= Data provided =
********************
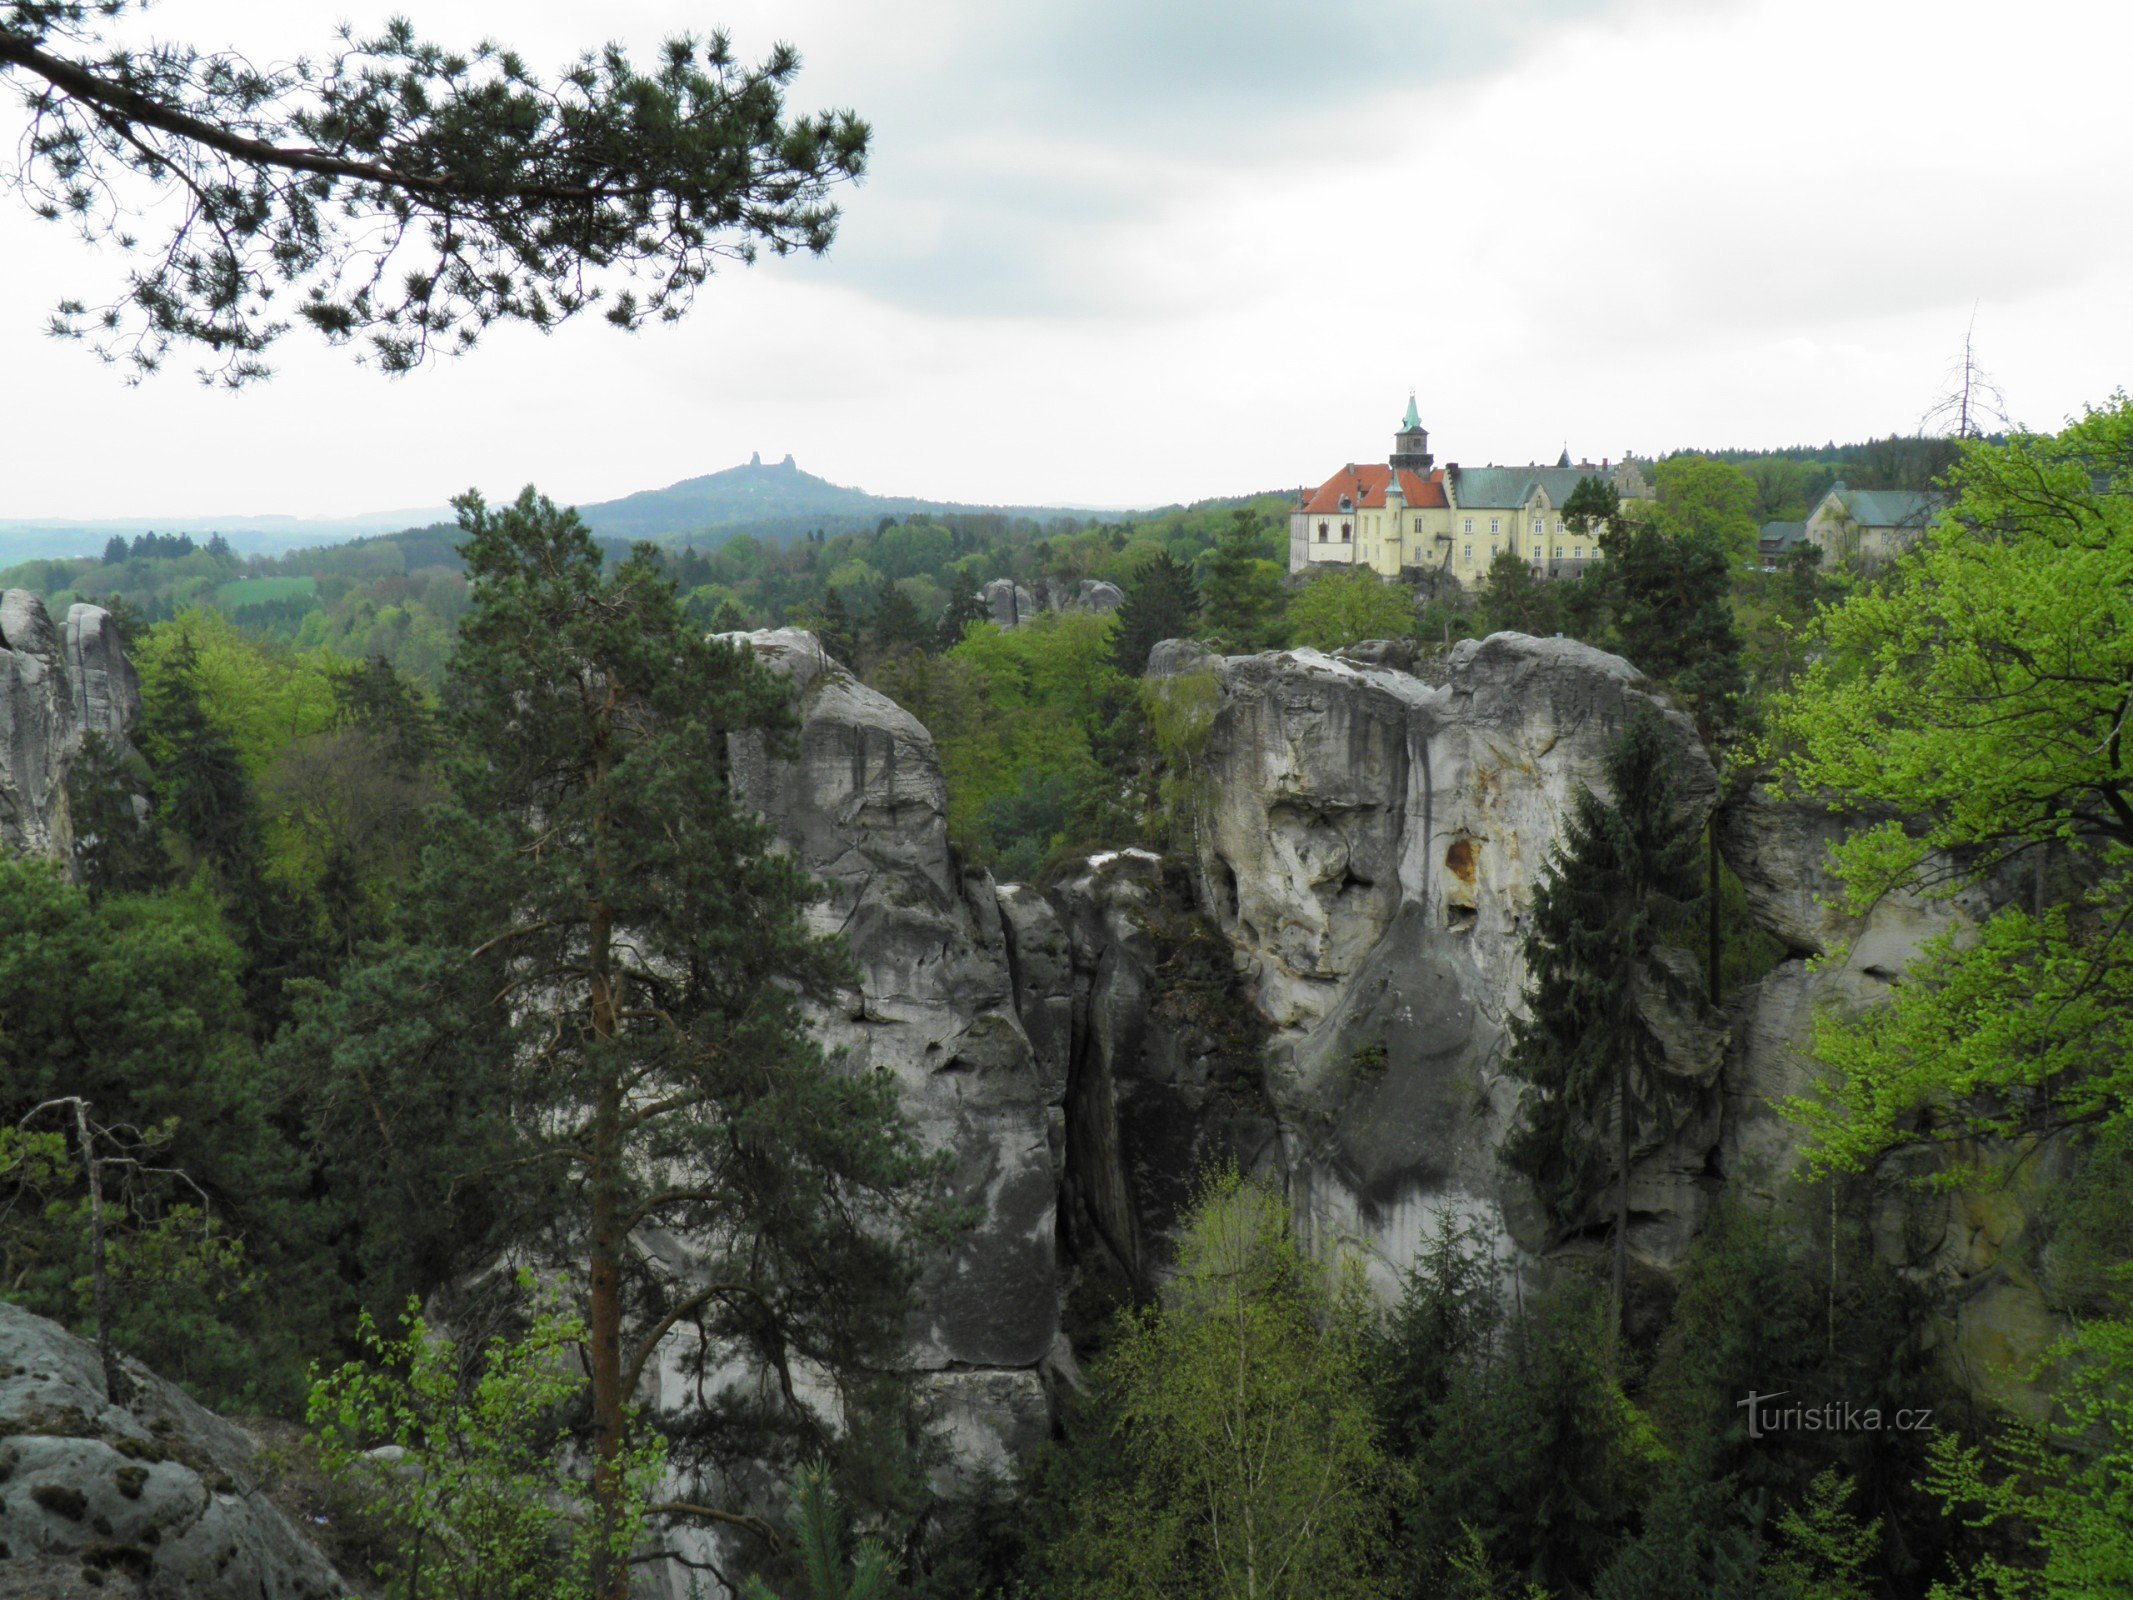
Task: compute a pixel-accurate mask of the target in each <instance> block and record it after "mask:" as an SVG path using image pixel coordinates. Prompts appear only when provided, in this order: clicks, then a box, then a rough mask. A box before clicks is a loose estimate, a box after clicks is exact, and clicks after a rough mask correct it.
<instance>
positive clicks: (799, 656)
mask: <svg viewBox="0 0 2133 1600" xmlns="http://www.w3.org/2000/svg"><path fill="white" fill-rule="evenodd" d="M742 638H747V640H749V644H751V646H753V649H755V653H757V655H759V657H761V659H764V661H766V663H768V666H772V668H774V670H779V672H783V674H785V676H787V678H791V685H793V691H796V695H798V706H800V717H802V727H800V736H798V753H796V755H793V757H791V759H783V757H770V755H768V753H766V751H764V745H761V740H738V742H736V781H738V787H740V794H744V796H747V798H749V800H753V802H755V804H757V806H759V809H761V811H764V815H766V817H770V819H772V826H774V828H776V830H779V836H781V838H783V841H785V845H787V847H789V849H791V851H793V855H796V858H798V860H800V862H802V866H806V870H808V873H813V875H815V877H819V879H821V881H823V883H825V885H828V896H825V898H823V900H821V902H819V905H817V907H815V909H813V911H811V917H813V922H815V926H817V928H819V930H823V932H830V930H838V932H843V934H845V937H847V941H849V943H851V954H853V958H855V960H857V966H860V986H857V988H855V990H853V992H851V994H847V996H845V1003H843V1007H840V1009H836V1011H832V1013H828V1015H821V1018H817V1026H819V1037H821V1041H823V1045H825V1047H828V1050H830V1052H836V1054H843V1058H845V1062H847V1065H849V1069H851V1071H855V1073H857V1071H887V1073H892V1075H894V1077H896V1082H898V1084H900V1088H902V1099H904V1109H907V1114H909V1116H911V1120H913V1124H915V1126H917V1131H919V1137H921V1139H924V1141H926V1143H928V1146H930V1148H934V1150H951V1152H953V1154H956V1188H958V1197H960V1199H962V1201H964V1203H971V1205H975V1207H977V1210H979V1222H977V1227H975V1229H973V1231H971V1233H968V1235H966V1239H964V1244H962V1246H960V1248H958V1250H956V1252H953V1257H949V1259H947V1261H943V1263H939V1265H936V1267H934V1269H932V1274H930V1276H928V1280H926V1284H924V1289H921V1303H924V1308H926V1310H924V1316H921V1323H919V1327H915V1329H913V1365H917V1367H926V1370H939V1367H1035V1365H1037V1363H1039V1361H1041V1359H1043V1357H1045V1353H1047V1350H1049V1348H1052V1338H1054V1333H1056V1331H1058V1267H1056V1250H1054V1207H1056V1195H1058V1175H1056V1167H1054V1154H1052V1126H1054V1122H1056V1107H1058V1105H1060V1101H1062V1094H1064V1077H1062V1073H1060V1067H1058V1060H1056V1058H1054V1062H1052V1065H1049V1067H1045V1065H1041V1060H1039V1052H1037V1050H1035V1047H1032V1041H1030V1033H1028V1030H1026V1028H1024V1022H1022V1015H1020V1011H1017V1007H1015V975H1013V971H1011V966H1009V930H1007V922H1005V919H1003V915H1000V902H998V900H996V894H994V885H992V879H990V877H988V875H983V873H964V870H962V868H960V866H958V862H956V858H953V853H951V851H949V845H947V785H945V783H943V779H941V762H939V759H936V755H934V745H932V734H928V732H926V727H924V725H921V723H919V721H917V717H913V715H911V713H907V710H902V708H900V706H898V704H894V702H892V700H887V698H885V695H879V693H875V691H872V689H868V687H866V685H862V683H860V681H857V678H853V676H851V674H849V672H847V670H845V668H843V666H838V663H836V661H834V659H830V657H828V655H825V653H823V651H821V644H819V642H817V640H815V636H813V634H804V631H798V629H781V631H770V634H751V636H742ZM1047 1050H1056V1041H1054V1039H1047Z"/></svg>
********************
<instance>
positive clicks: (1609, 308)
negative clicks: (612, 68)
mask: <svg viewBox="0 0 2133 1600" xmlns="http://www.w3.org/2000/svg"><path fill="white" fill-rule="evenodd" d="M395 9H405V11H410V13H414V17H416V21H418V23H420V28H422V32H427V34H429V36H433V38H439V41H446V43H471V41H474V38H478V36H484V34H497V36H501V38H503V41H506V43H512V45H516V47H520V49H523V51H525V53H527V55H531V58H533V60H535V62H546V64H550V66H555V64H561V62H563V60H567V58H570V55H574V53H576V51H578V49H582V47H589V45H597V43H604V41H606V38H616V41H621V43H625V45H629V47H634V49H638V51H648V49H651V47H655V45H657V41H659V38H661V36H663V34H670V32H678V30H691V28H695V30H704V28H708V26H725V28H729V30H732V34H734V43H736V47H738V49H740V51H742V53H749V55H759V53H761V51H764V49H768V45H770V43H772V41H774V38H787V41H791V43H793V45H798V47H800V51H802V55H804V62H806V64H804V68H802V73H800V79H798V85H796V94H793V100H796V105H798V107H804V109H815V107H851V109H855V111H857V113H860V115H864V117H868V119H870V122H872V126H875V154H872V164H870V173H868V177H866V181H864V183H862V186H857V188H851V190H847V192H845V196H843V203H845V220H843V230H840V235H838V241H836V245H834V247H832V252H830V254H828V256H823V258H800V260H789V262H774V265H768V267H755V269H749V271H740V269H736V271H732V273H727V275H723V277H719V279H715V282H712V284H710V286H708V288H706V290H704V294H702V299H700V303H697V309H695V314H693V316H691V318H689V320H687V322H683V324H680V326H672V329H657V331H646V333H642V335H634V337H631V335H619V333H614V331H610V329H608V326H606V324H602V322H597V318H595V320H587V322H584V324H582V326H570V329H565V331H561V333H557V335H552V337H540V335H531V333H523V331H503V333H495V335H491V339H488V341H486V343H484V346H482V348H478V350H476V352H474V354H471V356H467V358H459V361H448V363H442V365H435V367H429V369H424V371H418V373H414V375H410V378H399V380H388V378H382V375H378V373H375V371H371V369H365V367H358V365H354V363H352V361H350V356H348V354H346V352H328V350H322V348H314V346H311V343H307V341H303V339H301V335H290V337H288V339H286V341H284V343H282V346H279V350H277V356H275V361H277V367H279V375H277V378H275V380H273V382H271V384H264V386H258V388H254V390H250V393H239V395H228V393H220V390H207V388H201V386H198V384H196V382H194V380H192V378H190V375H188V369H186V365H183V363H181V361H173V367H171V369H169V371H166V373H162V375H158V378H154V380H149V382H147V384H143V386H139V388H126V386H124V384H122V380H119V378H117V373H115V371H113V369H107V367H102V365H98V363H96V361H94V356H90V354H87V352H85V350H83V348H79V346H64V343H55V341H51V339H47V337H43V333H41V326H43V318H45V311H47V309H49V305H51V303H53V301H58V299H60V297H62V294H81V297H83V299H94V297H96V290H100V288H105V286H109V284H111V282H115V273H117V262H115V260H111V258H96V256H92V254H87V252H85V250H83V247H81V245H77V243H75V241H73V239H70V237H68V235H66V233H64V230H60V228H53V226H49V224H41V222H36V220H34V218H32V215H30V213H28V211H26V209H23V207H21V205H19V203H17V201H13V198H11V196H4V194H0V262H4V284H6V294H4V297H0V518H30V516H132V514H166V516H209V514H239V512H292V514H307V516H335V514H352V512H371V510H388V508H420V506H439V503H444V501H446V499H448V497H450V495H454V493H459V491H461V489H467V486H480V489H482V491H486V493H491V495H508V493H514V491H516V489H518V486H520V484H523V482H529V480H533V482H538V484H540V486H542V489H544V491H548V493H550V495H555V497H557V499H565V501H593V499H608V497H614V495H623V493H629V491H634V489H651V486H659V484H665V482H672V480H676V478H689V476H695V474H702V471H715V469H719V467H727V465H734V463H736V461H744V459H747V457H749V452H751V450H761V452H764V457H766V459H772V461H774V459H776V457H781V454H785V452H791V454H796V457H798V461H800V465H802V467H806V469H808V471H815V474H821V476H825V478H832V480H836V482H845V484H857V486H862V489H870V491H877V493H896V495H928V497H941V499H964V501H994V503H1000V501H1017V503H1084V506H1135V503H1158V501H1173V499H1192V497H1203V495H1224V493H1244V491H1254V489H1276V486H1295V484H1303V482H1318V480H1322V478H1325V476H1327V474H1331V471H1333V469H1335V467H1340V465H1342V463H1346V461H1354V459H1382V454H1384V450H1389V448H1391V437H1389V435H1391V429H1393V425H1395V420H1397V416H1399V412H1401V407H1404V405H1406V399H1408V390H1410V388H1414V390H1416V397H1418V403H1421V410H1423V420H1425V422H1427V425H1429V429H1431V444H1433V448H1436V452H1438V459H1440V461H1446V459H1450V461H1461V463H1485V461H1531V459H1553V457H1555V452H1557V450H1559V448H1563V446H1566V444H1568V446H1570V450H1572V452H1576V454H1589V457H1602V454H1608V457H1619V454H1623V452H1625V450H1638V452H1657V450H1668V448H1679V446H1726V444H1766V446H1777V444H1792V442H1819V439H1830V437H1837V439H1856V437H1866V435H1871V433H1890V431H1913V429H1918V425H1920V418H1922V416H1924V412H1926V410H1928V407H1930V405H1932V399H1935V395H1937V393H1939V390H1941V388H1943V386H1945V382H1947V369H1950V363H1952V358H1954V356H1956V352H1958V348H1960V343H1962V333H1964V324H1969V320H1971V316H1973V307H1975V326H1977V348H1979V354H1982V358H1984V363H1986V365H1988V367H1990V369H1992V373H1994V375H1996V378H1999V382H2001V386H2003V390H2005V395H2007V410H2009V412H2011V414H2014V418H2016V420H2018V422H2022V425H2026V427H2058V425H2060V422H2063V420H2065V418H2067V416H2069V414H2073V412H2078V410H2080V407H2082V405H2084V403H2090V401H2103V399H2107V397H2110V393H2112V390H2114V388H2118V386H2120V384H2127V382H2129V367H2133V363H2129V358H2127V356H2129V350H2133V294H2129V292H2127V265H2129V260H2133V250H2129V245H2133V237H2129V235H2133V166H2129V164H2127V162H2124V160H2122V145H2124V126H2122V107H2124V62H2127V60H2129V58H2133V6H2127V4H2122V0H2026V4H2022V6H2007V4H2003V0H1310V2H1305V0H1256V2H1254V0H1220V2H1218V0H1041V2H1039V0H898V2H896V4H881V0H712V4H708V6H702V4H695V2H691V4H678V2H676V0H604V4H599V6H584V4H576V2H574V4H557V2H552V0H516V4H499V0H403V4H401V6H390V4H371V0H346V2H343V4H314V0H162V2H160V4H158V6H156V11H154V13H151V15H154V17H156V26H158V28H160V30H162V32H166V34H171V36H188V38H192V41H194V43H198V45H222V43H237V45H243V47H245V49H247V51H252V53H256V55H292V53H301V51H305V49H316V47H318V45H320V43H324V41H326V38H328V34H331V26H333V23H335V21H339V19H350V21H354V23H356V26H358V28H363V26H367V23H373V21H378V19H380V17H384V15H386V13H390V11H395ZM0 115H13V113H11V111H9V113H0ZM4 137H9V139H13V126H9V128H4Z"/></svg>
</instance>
********************
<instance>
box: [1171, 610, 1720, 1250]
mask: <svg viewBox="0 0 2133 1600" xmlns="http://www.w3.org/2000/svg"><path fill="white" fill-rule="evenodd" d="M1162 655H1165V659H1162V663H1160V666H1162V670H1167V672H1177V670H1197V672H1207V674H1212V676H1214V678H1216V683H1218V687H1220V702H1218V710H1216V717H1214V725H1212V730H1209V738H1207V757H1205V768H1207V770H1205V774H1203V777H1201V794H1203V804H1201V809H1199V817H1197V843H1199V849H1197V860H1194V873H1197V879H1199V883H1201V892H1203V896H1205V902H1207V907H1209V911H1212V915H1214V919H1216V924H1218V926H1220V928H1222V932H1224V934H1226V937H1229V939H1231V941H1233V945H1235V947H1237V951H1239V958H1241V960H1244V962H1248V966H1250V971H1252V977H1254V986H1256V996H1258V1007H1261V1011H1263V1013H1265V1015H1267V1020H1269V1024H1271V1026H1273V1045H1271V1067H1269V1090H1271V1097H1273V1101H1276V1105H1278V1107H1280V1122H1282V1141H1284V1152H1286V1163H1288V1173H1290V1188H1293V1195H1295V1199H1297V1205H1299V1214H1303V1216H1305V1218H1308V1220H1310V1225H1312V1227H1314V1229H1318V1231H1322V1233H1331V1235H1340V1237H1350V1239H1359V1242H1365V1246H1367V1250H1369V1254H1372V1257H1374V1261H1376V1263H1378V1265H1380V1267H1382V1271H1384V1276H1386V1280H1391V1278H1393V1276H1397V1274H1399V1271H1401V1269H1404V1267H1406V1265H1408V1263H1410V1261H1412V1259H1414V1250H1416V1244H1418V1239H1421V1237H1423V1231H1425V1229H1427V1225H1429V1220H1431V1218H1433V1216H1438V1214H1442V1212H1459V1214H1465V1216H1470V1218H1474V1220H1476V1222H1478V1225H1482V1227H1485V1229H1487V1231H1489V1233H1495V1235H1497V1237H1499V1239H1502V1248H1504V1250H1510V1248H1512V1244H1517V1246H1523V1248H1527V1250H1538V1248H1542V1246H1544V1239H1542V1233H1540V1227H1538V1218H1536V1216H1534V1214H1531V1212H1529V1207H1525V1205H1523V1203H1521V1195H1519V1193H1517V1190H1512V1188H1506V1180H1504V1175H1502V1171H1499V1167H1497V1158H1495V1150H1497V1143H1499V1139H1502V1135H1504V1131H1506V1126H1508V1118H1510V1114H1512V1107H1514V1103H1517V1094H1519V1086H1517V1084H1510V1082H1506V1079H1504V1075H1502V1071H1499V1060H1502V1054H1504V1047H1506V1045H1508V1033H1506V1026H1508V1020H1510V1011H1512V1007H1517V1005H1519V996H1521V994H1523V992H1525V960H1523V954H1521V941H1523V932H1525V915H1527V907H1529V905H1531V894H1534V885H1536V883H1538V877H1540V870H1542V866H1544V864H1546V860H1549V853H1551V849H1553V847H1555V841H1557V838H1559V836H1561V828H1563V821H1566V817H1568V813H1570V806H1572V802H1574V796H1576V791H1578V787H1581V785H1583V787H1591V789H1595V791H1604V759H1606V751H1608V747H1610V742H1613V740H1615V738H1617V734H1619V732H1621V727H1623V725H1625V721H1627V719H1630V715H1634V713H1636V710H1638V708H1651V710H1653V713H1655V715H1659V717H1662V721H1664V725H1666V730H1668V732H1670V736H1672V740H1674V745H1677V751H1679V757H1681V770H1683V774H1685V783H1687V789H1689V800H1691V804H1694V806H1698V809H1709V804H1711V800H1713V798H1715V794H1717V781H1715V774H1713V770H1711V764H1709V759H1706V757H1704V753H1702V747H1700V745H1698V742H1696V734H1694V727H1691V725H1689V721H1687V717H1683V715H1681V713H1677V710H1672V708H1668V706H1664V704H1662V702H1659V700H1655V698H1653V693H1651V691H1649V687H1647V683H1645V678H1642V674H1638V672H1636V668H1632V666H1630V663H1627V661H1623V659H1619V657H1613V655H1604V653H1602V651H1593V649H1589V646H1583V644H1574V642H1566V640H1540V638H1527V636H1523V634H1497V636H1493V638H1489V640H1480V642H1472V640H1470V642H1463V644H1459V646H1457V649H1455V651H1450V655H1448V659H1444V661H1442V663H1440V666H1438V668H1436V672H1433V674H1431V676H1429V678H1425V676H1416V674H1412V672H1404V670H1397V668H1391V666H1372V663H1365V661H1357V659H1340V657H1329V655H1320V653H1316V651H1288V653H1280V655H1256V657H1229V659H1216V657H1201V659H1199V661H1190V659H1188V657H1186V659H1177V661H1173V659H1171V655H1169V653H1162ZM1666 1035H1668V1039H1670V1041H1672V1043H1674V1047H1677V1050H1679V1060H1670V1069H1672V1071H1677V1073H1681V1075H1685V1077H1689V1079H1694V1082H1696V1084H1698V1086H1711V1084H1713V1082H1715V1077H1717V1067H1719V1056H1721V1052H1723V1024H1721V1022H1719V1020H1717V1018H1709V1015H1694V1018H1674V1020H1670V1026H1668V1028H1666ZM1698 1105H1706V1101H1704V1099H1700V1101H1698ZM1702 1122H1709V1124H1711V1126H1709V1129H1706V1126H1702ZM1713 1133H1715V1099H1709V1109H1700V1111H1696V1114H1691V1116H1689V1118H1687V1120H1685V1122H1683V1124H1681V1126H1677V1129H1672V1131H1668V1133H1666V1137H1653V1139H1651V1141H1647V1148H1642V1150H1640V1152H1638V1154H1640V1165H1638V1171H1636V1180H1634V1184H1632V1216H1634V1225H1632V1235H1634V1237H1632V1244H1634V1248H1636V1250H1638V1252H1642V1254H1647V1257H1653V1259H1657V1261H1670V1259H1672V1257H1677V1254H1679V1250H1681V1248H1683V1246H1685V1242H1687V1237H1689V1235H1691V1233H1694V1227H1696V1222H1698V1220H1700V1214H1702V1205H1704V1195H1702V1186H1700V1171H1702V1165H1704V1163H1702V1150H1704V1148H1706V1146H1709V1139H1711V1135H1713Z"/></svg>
********************
= Exercise =
Would you please return all lines from the listing above that contain "positive"?

= Response =
positive clicks: (799, 656)
positive clicks: (1609, 308)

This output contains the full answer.